**WHAT IS EXPECTED**
Reproduce word for word the part of the entries below that opens with the line containing "Note: spot the stone doorway" and closes with the line containing "Target: dry grass", with both of those lines included.

**RECORDS FOR THIS TASK**
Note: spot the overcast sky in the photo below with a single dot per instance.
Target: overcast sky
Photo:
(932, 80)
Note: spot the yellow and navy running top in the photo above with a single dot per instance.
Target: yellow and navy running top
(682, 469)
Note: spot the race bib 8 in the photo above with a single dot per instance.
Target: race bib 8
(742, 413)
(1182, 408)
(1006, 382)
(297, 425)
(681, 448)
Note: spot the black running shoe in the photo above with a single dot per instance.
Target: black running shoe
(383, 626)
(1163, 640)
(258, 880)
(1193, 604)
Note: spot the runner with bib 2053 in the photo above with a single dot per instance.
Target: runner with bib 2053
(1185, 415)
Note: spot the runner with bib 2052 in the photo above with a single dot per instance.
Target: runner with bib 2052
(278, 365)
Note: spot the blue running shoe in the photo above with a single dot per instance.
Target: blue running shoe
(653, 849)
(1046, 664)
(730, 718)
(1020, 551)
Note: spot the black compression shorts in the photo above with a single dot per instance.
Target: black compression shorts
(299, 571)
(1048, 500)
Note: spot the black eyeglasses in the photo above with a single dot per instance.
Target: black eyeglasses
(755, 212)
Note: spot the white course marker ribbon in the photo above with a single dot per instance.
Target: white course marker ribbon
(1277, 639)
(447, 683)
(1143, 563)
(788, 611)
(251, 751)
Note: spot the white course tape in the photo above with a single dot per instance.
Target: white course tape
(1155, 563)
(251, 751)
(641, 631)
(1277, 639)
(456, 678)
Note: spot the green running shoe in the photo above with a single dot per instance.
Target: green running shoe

...

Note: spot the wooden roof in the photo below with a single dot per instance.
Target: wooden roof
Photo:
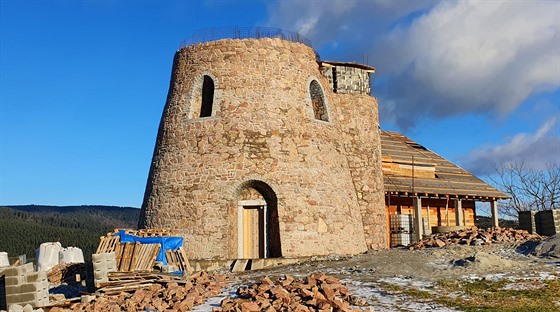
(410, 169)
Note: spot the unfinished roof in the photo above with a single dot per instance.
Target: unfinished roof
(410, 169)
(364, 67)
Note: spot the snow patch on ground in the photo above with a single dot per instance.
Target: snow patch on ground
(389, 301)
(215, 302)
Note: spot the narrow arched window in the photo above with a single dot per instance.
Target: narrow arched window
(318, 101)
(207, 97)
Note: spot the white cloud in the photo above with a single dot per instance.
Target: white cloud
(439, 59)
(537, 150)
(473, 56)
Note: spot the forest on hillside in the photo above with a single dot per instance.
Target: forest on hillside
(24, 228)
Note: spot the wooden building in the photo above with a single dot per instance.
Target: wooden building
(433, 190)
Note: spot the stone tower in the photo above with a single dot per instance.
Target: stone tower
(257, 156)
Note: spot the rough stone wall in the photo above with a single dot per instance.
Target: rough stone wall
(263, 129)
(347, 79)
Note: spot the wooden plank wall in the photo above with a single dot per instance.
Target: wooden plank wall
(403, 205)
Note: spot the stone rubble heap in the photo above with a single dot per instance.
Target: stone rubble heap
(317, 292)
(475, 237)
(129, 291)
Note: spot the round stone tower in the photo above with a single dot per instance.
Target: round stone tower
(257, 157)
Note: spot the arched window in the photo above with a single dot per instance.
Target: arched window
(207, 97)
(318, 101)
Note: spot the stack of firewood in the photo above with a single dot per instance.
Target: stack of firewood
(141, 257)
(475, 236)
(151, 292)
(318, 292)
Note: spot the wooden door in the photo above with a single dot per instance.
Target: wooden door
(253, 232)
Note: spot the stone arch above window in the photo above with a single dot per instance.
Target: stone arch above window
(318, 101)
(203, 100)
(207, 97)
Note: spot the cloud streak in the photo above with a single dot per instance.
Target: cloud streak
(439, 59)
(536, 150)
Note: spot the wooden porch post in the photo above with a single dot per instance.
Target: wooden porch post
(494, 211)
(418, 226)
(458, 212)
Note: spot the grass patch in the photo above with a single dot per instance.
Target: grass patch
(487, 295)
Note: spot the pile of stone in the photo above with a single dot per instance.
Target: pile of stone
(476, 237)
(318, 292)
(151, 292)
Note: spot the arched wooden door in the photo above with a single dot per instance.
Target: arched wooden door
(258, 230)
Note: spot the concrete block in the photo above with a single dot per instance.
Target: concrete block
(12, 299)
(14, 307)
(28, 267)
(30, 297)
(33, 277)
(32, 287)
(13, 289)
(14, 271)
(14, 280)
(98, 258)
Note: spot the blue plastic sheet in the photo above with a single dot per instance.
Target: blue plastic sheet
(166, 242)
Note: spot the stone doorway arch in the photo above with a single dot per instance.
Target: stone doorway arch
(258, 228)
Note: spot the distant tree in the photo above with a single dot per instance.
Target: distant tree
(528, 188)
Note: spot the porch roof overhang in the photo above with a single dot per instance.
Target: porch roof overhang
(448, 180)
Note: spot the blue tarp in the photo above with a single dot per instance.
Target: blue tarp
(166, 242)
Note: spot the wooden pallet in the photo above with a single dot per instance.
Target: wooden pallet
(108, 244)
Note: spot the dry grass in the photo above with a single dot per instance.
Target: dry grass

**RESULT OF THIS TASK**
Note: spot the stone doorway arch in the photo above with a single dot per instance.
Target: stone doorway arch
(258, 228)
Note: spot the distant tree in the photo above with a single dot per instance.
Target: distant tree
(528, 188)
Note: spot the porch roof overhang in the photo above with a single dot per instance.
Target: porch roof overhang
(448, 180)
Note: spot the blue tarp in the photo above with a single dot per instance.
Target: blue tarp
(166, 242)
Note: spot the wooden pallet in the photo above with a single dot per instance.
Target: wooden pallet
(108, 244)
Note: spot the dry grass in the photo above with a single dot per instance.
Target: dry grass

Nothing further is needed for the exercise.